[Challenges]
1/ Answer each question from the oil market text below, one answer per line, marked (a), (b), (c) to match.
(a) What Brent/WTI spread does the physical market support in the front month?
(b) About how wide is the Brent/WTI spread at the back of the curve?
(c) What does an acid wash remove?
2/ Decide whether each statement agrees with the oil market text below. Answer yes or no, and quote the words from the text that settle it.
(a) The Brent/WTI spread is wider at the back of the curve than in the front month.
(b) The updated recipe lengthens the wingspan of the fracture.
(c) Some companies are laying down spreads while others are adding capacity.
3/ Resume the oil market text below after its last sentence, writing one more paragraph in the same style.

[Text segment]
--*--
These are just a few points highlighting why there has been an increase in volatility with prices likely to shift lower as demand wanes. The physical market is paramount, providing support for a $10 Brent/WTI spread in the front month as global oil prices come under pressure. Crude flows—specifically early output from Nigeria, Angola, and Russia—show oil demand remains stable, but cracks are forming in softening diesel/gasoline demand and rising builds. The focus will remain on product builds, which have accelerated across the global complex and potentially lead to refinery run cuts in Asia. Demand declines should level off as summer gets into full swing, but elevated gasoline prices will act as a headwind impacting crude pricing if the start to driving season is lackluster.

The back of the curve for Brent/WTI is tighter, at around $6, but will widen as completions ramp through June to fill U.S. pipelines. This will overwhelm coastal export capacity, putting pressure on prices versus the floating market. The strength in the international market and the widening differentials in crude will keep activity growing abroad, and be a source of revenue for oilfield service companies. Policy shifts, shortage of heavy-sour and medium-sweet barrels, and catching up on postponed maintenance will drive additional oilfield service across the International landscape. It will also drive pricing, which will help strengthen margins across the board.

        U.S. Completions

The energy market continues to send mixed signals, with some companies laying down spreads, while others are adding capacity.

It comes down to the haves vs have nots:

  • What basin are you operating within?
  • What suite of services/products are you offering?
  • And most importantly: Who is your counterpart (and in this case E&P)?

The growing economic challenge to maintain staff and equipment led to E&Ps outsourcing spreads as logistic complications continue to rise around water, sand, and maintenance, to name a few. The cost savings in outsourcing is supported by the need for economies of scale to deliver elevated sand and fluid for increasing downhole intensity. The updated recipe pulverizes the rock closer to the well-bore by shortening the wingspan (how far the fracture reaches out into the rock), and maintains strong pressure and limited communication between other wells and natural fractures. This formula will continue to get refined with new recipes and techniques, but the chemical mix (while always important) continues to improve to maximize recoveries in new fractures and work-overs. The shorter wingspan provides higher recoveries by maintaining communication with the fractures, and allows for acid washes (removal of wax build-up) or other clean-up jobs that reinvigorate the well and shift total recoveries higher. These factors will keep chemical demand elevated, and maintain competitive advantage for service companies that can provide them based on the strong margins derived from the product.
--*--
[Data shown]
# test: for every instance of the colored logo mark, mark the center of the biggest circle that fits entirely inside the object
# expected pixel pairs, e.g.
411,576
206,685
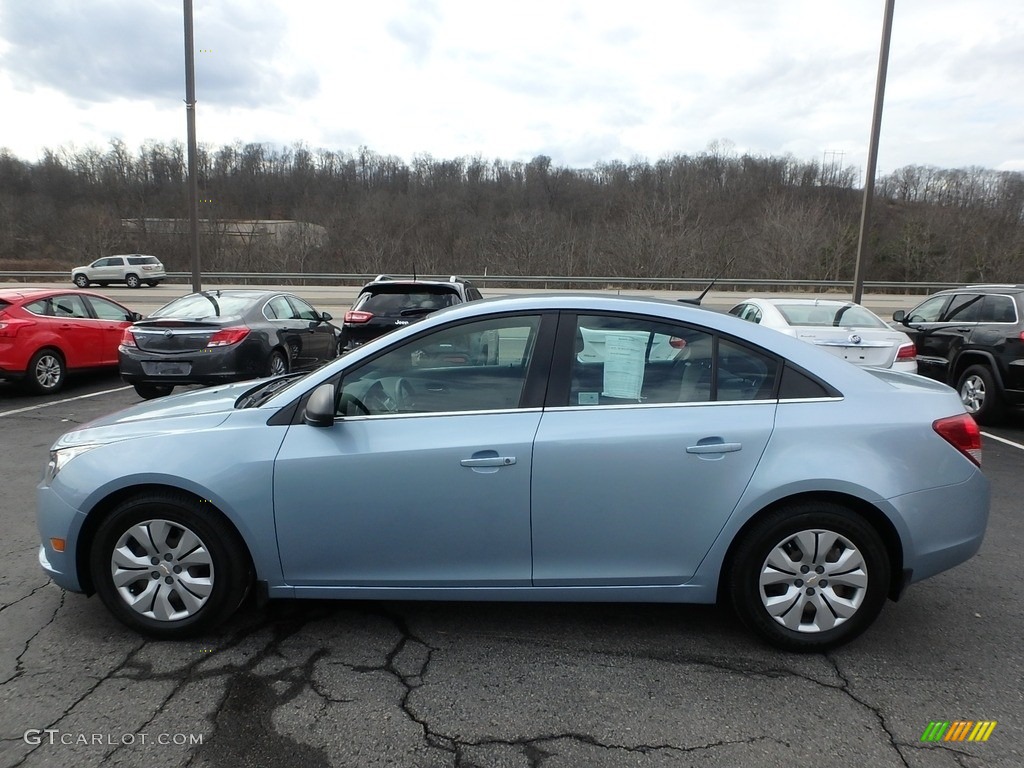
--*--
[Replies]
1/
(a) $10
(b) Around $6
(c) Wax build-up

2/
(a) No: "The back of the curve for Brent/WTI is tighter, at around $6"
(b) No: "pulverizes the rock closer to the well-bore by shortening the wingspan"
(c) Yes: "with some companies laying down spreads, while others are adding capacity"

3/
Competing for business against the integrated service companies continues to be challenging, which is pushing smaller companies to be basin specific and stick with core competencies to maintain workflow. This has led to inconsistent reports of some companies adding resources, while others are laying down equipment. This is driven by the basin they’re located in, and the underlying activity of their customer base. The U.S. market is prime for additional activity as drilled but uncompleted wells are added throughout the Permian. There has been some normalizing activity in the Eagle Ford, Bakken, and DJ Basin as more wells were completed and turned to sale as E&Ps looked to maintain production targets amid Permian bottlenecks. As pipelines start to commission out of the Permian, frac spread activity will focus on keeping pace, which will shift activity as E&Ps attempt to live within cash flow. This is supported by falling costs in the Permian as E&Ps focus on production mode utilizing pre-existing infrastructure and maximizing pad development. Basins will have to compete for cash from tightened budgets.

The focus on maximizing cash flow has E&Ps shifting into areas with spare pipeline capacity and premium delivery points as basis spreads remain a concern. The table below highlights that an estimated 37 spreads are operating away from the main basins in 2019, while in 2018, the core basins accounted for the growth in production. As June activity and pipeline completions approach, the Permian, Eagle Ford, and Williston will pick up more crews. The Marcellus and Utica will remain constant, while the elevated work experienced in the Haynesville over the last two years remains strong as LNG facilities are completed.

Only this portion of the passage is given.